* **BLOC DE TEXTE**:
⟨
Le fond de cette page est en gris pour la distinguer des autres car son contenu est purement spéculatif. Il est aussi gris car la situation actuelle n'a rien de rose!

Depuis le 11 septembre, j'ai souvent eu l'impression d'assister à une partie d'échecs quand j'écoute les nouvelles au sujet de la nouvelle guerre de l'Amérique. Nous savons tous que les média manipulent l'opinion publique, pas seulement à travers la publicité mais aussi par le parti pris avec lequel ils choisissent le contenu des nouvelles et la façon de les présenter. Le cas de la Chine est un exemple évident, nous n'en entendons jamais parler sauf s'il y a un événement terriblement négatif à rapporter. Depuis le 11 septembre, la manipulation des média est devenue tellement lourde qu'il faudrait être aveugle pour ne pas voir la succession de gestes destinés à produire le consentement du public américain pour les actions que les élites corporatives ont décidé d'entreprendre.

La rigoureuse absence de la question "POURQUOI" apparaît comme un mouvement stratégique aussi important que ceux de la "satanisation" systématique des scélérats d’Al Qaeda et de la glorification des héros américains des premier secours. Ce furent des mouvements réussis, ils ont effacé l’image du politicien inepte d'un Bush qui avait volé l’élection et l'ont revêtu de la scintillante armure de Saint-Georges combattant le dragon.

Ensuite vint la tentative de dissocier le mouvement terroriste d’Al Qaeda du conflit Israélo-Palestinien. Cela n'a pas réussi, les gens n'ont pas été trompés par l’explication voulant que la haine de Bin Laden soit due seulement à la présence américaine en Arabie Saoudite. En dépit de toute l’habilité professionnelle des experts manipulateurs d’opinion de Bush, tout le monde a plus ou moins clairement réalisé que les racines du terrorisme islamique se trouvaient dans le terrorisme sioniste qui a obligé les Britanniques à se défaire de la Palestine comme d'une patate chaude, qui a chassé les réfugiés arabes de leurs foyers durant la guerre de 1948 et qui opprime les habitants des territoires occupés depuis la guerre de 1967. Ce jeu n’a pas réussi mais ce fut seulement un échec partiel parce que la ferveur patriotique et la pression médiatique ont empêché les citoyens américains qui s'en étaient rendu compte, de dire tout haut que la politique étrangère au Moyen Orient était la raison pour laquelle le World Trade Center de New-York avait été frappé plutôt que la Tour Eiffel, le Kremlin ou le Palais de Buckingham.

Et puis, à partir d’octobre 2001, Richard Butler, l’ancien inspecteur-chef des Nations Unies et d'autres partisans de la guerre, ont commencé à faire des apparitions régulières à la télévision CNN pour semer la thèse que Saddam Hussein était une menace majeure pour l’Amérique parce qu’il avait l'intention de développer des "armes de destruction massive". Naturellement, aucune mention ne fut faite de toutes les autres nations qui possèdent déjà des "armes de destruction massive". Pas plus qu'il ne fut mentionné que Saddam serait dissuadé d’utiliser de telles armes par l'assurance qu’Israël et l’Amérique n’hésiteraient pas à user de représailles avec des armes nucléaires s’il le faisait. Personnellement, je pense que la menace des "armes de destruction massive" de l’Irak n'est qu'un prétexte. La dissuasion nucléaire a bien fonctionné durant la guerre froide, elle fonctionne maintenant entre l’Inde et le Pakistan et il n'y a pas de raison pour qu'elle ne fonctionne pas pour empêcher Saddam Hussein d’utiliser de telles armes s’il réussissait à les obtenir.
⟩
* **CONSIGNE A**:
Répondez à ces questions d'après le texte :
(i) Pour quelles raisons le fond de la page est-il en gris ?
(ii) Quel pays est donné comme exemple évident de la manipulation des média ?
(iii) À partir de quand Richard Butler a-t-il commencé à apparaître régulièrement sur CNN ?
* **CONSIGNE B**: Recopiez dans le texte tout ce qui va de « La rigoureuse absence » jusqu'à « combattant le dragon. ».

* **DONNÉES FOURNIES**:
⟨
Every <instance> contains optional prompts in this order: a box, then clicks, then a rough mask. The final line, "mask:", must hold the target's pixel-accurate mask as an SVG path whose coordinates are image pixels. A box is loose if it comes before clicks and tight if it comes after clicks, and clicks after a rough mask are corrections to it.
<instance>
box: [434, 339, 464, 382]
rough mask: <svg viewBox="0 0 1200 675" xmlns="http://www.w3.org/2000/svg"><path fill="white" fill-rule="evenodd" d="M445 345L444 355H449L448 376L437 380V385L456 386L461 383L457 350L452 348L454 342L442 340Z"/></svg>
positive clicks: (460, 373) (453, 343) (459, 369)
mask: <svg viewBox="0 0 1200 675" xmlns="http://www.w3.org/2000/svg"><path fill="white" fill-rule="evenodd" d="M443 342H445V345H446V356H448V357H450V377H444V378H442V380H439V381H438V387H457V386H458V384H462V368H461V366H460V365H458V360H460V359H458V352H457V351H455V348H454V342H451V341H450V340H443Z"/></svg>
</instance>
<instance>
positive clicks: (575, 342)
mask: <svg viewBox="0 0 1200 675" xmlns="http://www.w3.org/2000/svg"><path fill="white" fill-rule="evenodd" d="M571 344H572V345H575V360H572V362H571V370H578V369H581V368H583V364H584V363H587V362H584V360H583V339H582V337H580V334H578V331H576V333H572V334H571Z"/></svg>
⟩
* **CORRIGÉ A**:
(i) Pour distinguer la page des autres, son contenu étant purement spéculatif, et parce que la situation actuelle n'a rien de rose.
(ii) La Chine.
(iii) À partir d'octobre 2001.

* **CORRIGÉ B**:
La rigoureuse absence de la question "POURQUOI" apparaît comme un mouvement stratégique aussi important que ceux de la "satanisation" systématique des scélérats d’Al Qaeda et de la glorification des héros américains des premier secours. Ce furent des mouvements réussis, ils ont effacé l’image du politicien inepte d'un Bush qui avait volé l’élection et l'ont revêtu de la scintillante armure de Saint-Georges combattant le dragon.